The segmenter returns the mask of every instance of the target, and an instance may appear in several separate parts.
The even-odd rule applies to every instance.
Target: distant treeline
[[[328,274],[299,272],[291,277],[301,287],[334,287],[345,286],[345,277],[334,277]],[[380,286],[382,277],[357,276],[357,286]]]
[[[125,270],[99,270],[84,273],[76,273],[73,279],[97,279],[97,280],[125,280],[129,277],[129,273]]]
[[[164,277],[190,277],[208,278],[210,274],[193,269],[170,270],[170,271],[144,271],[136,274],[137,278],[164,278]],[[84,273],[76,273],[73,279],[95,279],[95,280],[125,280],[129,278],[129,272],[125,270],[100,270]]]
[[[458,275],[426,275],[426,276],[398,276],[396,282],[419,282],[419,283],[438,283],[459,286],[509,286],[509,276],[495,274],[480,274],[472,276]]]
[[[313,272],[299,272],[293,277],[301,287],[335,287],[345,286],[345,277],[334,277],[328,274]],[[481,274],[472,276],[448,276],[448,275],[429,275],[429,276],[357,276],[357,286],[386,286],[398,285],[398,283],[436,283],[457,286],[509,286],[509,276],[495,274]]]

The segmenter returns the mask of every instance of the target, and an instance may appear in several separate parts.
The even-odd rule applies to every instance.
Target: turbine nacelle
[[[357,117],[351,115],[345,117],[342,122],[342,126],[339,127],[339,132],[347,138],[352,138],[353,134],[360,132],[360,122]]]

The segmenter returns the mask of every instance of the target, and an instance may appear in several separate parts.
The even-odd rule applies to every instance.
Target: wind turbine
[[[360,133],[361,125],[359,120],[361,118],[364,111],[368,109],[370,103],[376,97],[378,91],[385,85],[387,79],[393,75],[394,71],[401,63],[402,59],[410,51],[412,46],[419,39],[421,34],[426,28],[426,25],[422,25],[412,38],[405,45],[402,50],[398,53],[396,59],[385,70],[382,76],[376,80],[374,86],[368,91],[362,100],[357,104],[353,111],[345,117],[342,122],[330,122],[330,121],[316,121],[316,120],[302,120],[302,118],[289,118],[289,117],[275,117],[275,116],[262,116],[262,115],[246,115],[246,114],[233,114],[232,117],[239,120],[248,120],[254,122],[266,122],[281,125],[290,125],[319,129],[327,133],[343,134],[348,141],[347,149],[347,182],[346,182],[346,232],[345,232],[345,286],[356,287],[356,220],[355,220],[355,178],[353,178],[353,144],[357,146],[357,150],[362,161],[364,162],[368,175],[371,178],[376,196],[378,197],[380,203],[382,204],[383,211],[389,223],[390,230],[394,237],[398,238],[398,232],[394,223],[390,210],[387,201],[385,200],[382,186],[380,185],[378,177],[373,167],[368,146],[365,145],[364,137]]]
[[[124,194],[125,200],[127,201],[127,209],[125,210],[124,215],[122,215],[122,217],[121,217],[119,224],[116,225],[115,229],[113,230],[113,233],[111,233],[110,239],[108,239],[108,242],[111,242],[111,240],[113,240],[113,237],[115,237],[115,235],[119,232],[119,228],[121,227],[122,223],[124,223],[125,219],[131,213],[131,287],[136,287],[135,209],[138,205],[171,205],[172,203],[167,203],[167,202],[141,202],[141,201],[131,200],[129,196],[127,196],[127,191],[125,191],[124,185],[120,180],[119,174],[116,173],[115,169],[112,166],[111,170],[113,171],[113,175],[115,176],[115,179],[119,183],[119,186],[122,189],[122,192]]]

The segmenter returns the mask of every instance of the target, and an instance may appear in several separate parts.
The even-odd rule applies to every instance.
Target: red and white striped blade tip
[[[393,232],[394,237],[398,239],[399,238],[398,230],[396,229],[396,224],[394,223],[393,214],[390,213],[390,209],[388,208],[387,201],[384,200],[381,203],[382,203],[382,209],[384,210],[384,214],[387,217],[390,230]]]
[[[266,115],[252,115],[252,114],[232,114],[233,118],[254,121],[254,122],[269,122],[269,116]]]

| Task goal |
Copy the entire listing above word for word, without changing a single line.

| Written response |
The segmenter returns the mask of every instance of the target, and an instance may appear in several separate parts.
The even-odd rule applies to every instance.
Target: distant treeline
[[[328,274],[299,272],[291,277],[301,287],[334,287],[345,286],[345,277],[334,277]],[[380,286],[382,277],[357,276],[357,286]]]
[[[125,270],[99,270],[84,273],[76,273],[73,279],[97,279],[97,280],[125,280],[129,277],[129,273]]]
[[[164,277],[190,277],[208,278],[210,274],[193,269],[170,270],[170,271],[144,271],[136,274],[137,278],[164,278]],[[84,273],[76,273],[73,279],[95,279],[95,280],[125,280],[129,278],[129,272],[125,270],[100,270]]]
[[[458,275],[426,275],[426,276],[398,276],[396,282],[419,282],[419,283],[438,283],[459,286],[509,286],[509,276],[495,274],[480,274],[472,276]]]
[[[313,272],[299,272],[293,277],[301,287],[335,287],[345,286],[345,277],[334,277],[328,274]],[[481,274],[472,276],[448,276],[448,275],[429,275],[429,276],[357,276],[357,286],[386,286],[398,285],[398,283],[436,283],[457,286],[509,286],[509,276],[495,274]]]

The segmenter returns the mask of every instance of the target, and an instance may appear in several separate parts.
The even-odd rule applies to every instance.
Target: turbine nacelle
[[[357,117],[351,115],[345,117],[342,122],[342,126],[339,127],[339,132],[347,138],[352,138],[353,134],[360,132],[360,122]]]

The segmenter returns the mask of every instance of the target, and an instance may appear in several separate parts.
The even-odd rule applies to every instance.
Target: wind turbine
[[[360,133],[361,125],[359,120],[361,118],[364,111],[368,109],[370,103],[376,97],[378,91],[385,85],[387,79],[393,75],[394,71],[401,63],[402,59],[410,51],[412,46],[419,39],[421,34],[426,28],[426,25],[422,25],[412,38],[405,45],[402,50],[398,53],[396,59],[385,70],[382,76],[376,80],[374,86],[368,91],[362,100],[357,104],[353,111],[345,117],[342,122],[330,122],[330,121],[316,121],[316,120],[302,120],[302,118],[289,118],[289,117],[275,117],[275,116],[262,116],[262,115],[246,115],[246,114],[233,114],[232,117],[239,120],[248,120],[254,122],[266,122],[281,125],[290,125],[319,129],[327,133],[343,134],[348,141],[347,149],[347,182],[346,182],[346,232],[345,232],[345,286],[356,287],[356,220],[355,220],[355,178],[353,178],[353,144],[357,146],[357,150],[362,161],[364,162],[368,175],[371,178],[376,196],[378,197],[380,203],[382,204],[383,211],[389,223],[390,230],[394,237],[398,238],[398,232],[394,223],[390,210],[387,201],[385,200],[382,186],[380,185],[378,177],[373,167],[368,146],[365,145],[364,137]]]
[[[124,194],[125,200],[127,201],[127,209],[125,210],[124,215],[122,215],[122,217],[121,217],[119,224],[116,225],[115,229],[113,230],[113,233],[111,233],[110,239],[108,239],[108,242],[111,242],[111,240],[113,240],[113,237],[115,237],[115,235],[119,232],[119,228],[121,227],[122,223],[124,223],[125,219],[131,213],[131,287],[136,287],[135,209],[138,205],[171,205],[172,203],[167,203],[167,202],[141,202],[141,201],[131,200],[129,196],[127,196],[127,191],[125,191],[124,185],[120,180],[119,174],[116,173],[115,169],[112,166],[111,170],[113,171],[113,175],[115,176],[115,179],[119,183],[119,186],[122,189],[122,192]]]

The segmenter returns the mask of every instance of the target, and an instance may appear in several separate parts.
The even-odd rule applies to every instance.
Target: red and white striped blade tip
[[[393,232],[394,237],[398,239],[399,238],[398,230],[396,229],[396,224],[394,223],[393,214],[390,213],[390,209],[388,208],[387,201],[384,200],[381,203],[382,203],[382,209],[384,210],[384,214],[387,217],[390,230]]]
[[[266,115],[252,115],[252,114],[232,114],[233,118],[254,121],[254,122],[269,122],[269,116]]]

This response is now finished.